Point placement records
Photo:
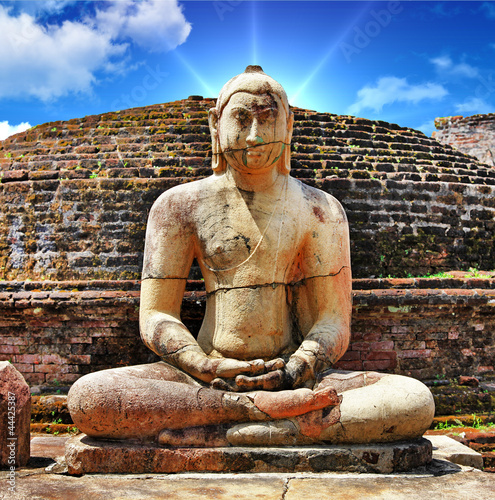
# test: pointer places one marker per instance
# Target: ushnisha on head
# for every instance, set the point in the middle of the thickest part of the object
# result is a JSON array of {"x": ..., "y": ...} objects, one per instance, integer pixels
[{"x": 251, "y": 125}]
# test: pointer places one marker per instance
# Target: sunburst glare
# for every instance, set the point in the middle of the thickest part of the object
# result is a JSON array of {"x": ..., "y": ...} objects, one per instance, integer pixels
[
  {"x": 336, "y": 43},
  {"x": 206, "y": 87}
]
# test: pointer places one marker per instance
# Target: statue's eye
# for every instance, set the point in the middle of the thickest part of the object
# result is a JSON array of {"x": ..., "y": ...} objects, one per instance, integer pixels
[
  {"x": 242, "y": 116},
  {"x": 267, "y": 115}
]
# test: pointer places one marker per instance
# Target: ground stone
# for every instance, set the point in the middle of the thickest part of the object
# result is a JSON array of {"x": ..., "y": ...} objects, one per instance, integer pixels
[
  {"x": 450, "y": 449},
  {"x": 15, "y": 417},
  {"x": 85, "y": 455}
]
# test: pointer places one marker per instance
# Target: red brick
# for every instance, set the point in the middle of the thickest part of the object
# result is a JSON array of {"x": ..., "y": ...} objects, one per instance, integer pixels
[
  {"x": 382, "y": 346},
  {"x": 52, "y": 359},
  {"x": 24, "y": 368},
  {"x": 50, "y": 369},
  {"x": 380, "y": 364},
  {"x": 351, "y": 356},
  {"x": 34, "y": 378},
  {"x": 360, "y": 346},
  {"x": 373, "y": 356},
  {"x": 64, "y": 378},
  {"x": 9, "y": 349},
  {"x": 80, "y": 359},
  {"x": 349, "y": 365},
  {"x": 28, "y": 358}
]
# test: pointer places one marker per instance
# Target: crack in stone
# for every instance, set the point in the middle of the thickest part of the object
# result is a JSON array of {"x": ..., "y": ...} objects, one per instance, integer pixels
[
  {"x": 275, "y": 283},
  {"x": 232, "y": 150},
  {"x": 285, "y": 488},
  {"x": 162, "y": 278}
]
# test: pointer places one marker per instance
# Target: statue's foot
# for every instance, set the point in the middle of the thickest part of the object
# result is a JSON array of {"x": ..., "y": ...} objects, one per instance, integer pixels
[
  {"x": 285, "y": 404},
  {"x": 205, "y": 436},
  {"x": 300, "y": 430}
]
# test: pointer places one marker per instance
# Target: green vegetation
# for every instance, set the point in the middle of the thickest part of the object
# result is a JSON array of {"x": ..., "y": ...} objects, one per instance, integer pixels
[{"x": 476, "y": 424}]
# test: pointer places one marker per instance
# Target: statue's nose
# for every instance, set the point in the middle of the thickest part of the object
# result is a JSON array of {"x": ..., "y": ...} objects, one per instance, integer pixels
[{"x": 253, "y": 138}]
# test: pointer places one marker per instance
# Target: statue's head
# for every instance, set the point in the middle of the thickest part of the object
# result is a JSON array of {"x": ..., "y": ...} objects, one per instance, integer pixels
[{"x": 251, "y": 125}]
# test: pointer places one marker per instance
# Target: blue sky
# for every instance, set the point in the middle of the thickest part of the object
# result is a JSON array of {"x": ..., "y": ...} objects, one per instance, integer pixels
[{"x": 404, "y": 62}]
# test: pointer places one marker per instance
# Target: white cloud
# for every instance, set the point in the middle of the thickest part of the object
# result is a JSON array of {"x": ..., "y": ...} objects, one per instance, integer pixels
[
  {"x": 6, "y": 130},
  {"x": 51, "y": 61},
  {"x": 427, "y": 127},
  {"x": 489, "y": 9},
  {"x": 390, "y": 89},
  {"x": 474, "y": 106},
  {"x": 445, "y": 65},
  {"x": 155, "y": 25}
]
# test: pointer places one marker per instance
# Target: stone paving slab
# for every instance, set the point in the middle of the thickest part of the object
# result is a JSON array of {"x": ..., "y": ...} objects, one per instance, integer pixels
[
  {"x": 465, "y": 484},
  {"x": 85, "y": 455},
  {"x": 441, "y": 479},
  {"x": 450, "y": 449}
]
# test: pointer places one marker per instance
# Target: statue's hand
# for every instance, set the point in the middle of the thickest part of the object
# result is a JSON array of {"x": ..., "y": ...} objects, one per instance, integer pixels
[
  {"x": 231, "y": 372},
  {"x": 292, "y": 375}
]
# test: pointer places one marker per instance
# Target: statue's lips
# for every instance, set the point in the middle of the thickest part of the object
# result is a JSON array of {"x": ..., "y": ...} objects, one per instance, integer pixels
[{"x": 255, "y": 151}]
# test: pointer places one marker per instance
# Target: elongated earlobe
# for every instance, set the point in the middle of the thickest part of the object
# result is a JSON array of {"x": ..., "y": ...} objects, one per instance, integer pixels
[
  {"x": 284, "y": 167},
  {"x": 217, "y": 161}
]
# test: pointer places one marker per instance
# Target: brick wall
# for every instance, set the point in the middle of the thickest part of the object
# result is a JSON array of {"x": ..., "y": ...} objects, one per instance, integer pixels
[
  {"x": 75, "y": 195},
  {"x": 473, "y": 135},
  {"x": 58, "y": 331}
]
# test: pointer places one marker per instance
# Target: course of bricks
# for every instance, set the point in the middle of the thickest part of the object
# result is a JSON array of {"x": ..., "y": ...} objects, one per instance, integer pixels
[
  {"x": 473, "y": 135},
  {"x": 54, "y": 332},
  {"x": 75, "y": 195}
]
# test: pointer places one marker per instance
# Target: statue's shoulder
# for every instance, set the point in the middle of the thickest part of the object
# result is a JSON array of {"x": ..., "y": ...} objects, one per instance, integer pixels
[
  {"x": 183, "y": 196},
  {"x": 322, "y": 205}
]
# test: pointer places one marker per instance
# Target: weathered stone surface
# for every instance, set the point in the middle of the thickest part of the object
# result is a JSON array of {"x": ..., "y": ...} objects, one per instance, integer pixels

Brief >>
Leave out the pictures and copy every record above exactly.

Reply >>
Photo:
# test: pointer places one marker per instance
# Target: ushnisha on head
# for every instance, set the point in the middle of the thickest part of the object
# result is a JSON array of {"x": ..., "y": ...} objects, one per instance, integer pixels
[{"x": 251, "y": 125}]
# test: pointer places one marker per instance
# Target: sunburst glare
# for every instance, set the point in the middle of the thickest part of the object
# result is a JSON array of {"x": ..., "y": ...} objects, one per instance, integer pixels
[
  {"x": 336, "y": 43},
  {"x": 206, "y": 87}
]
# test: pointer places one marker per instance
# Target: statue's eye
# for every instance, set the point in the middle of the thickest part of the object
# result is a JSON array of {"x": ..., "y": ...} objects, one per instance, integer pixels
[
  {"x": 242, "y": 116},
  {"x": 267, "y": 115}
]
# test: pointer places one marker per instance
# Target: ground stone
# for every instance, set the point in the middle of the thickest part of the object
# result is a JSON array of {"x": ..., "y": ...} objects, one per instance, integer pixels
[
  {"x": 450, "y": 449},
  {"x": 15, "y": 417},
  {"x": 85, "y": 455}
]
# test: pointer places one marker per instance
# Target: red brick
# for every instance, set the point in the middle of the thickest part of the object
# result is a JSON array of {"x": ..., "y": ...} objects, one per instance, integer pixels
[
  {"x": 382, "y": 346},
  {"x": 52, "y": 359},
  {"x": 24, "y": 368},
  {"x": 50, "y": 369},
  {"x": 380, "y": 364},
  {"x": 351, "y": 356},
  {"x": 34, "y": 378},
  {"x": 360, "y": 346},
  {"x": 373, "y": 356},
  {"x": 64, "y": 378},
  {"x": 9, "y": 349},
  {"x": 80, "y": 359},
  {"x": 349, "y": 365},
  {"x": 28, "y": 358}
]
# test: pointer places one marker per instance
# Target: crack in stone
# for every instance, set the point in the middle of the thickest part of the object
# result is a JSON array of {"x": ..., "y": ...} objects, one per instance, integer pixels
[
  {"x": 275, "y": 283},
  {"x": 232, "y": 150},
  {"x": 285, "y": 488},
  {"x": 162, "y": 278}
]
# test: pointer places one marker per instance
# Target: statue's foot
# for every instance, set the point in the middle of the thickest part of the object
# result is a JSON array of {"x": ..., "y": ...} objects, one per instance, integer pixels
[
  {"x": 285, "y": 404},
  {"x": 205, "y": 436},
  {"x": 300, "y": 430}
]
# test: pointer places one marker per instance
# Target: green vegetation
# for every instance, set the point in the middle of the thickest part of the object
# result is a JSON array of {"x": ..., "y": ...} objects, one per instance, integer pixels
[{"x": 476, "y": 424}]
# test: pointer places one marker per instance
# Target: statue's nose
# for every instance, set the point in the middle of the thickest part of the object
# result is a JSON array of {"x": ..., "y": ...} objects, one per instance, integer pixels
[{"x": 253, "y": 138}]
# test: pointer places one marker per instance
# Target: statue's head
# for every instance, set the point in the middle of the thickest part of the object
# result is a JSON array of {"x": ..., "y": ...} objects, one per instance, integer pixels
[{"x": 251, "y": 125}]
# test: pointer places one marker per instance
# Target: blue sky
# for every instance, set the point in the middle of the thickest part of the object
# result is a JSON array of {"x": ..., "y": ...} objects, one per instance, integer pixels
[{"x": 404, "y": 62}]
# test: pointer places one marker per instance
# Target: white cloud
# for every instance, set the point in the middle of the thickest part of the object
# result is a JSON array of {"x": ..., "y": ...} objects, one per instance, integer pixels
[
  {"x": 6, "y": 130},
  {"x": 51, "y": 61},
  {"x": 427, "y": 127},
  {"x": 489, "y": 9},
  {"x": 390, "y": 89},
  {"x": 474, "y": 106},
  {"x": 445, "y": 65},
  {"x": 155, "y": 25}
]
# test: pointer places one marker per instance
# Target: stone paving slab
# for every instance, set the point in the middle of the thickest part of the object
# result is a JSON array of {"x": ..., "y": ...} objects, one per instance, integer pixels
[
  {"x": 465, "y": 484},
  {"x": 85, "y": 455},
  {"x": 441, "y": 479},
  {"x": 450, "y": 449}
]
# test: pointer places one marker per instance
# Target: statue's hand
# for every instance, set the point in the middle of the thickest part of the object
# result is a JSON array of {"x": ..., "y": ...} objects, one per instance, integer pixels
[
  {"x": 231, "y": 372},
  {"x": 292, "y": 375}
]
# test: pointer places one marker per instance
# Target: statue's lips
# for every instance, set the point in the middle of the thickest part of the object
# result is a JSON array of {"x": ..., "y": ...} objects, one per instance, integer pixels
[{"x": 255, "y": 151}]
# test: pointer places one marker per instance
# Target: elongated earlobe
# for every instance, set the point in the middle of the thickest part of the object
# result is a JSON array of {"x": ..., "y": ...} objects, one per instance, integer pixels
[
  {"x": 284, "y": 167},
  {"x": 217, "y": 161}
]
# test: pointer places one marker per instance
# Target: brick wall
# for every instance, set the point in the middle of the thickest part of the object
# result is a JSON array of {"x": ..., "y": ...} objects, one per instance, integer pixels
[
  {"x": 75, "y": 195},
  {"x": 473, "y": 135},
  {"x": 58, "y": 331}
]
# test: pointer places one marker per instance
# Target: course of bricks
# for every instance, set the point in the middle of the thickest part of the object
# result is a JSON array of {"x": ..., "y": ...} objects, one per instance, integer pixels
[
  {"x": 473, "y": 135},
  {"x": 54, "y": 332},
  {"x": 75, "y": 195}
]
# test: pointer places one marker per instance
# Target: statue's shoulder
# for every instance, set the point in the middle of the thickest part of the object
# result is a JSON array of {"x": ..., "y": ...} objects, one per instance, integer pixels
[
  {"x": 183, "y": 196},
  {"x": 322, "y": 205}
]
# test: pointer places one marker per instance
# Target: weathered stone surface
# for every instance, set the point in the middle of the thickest part of the object
# result is a JSON array of {"x": ..., "y": ...} objects, one per instance, integer pixels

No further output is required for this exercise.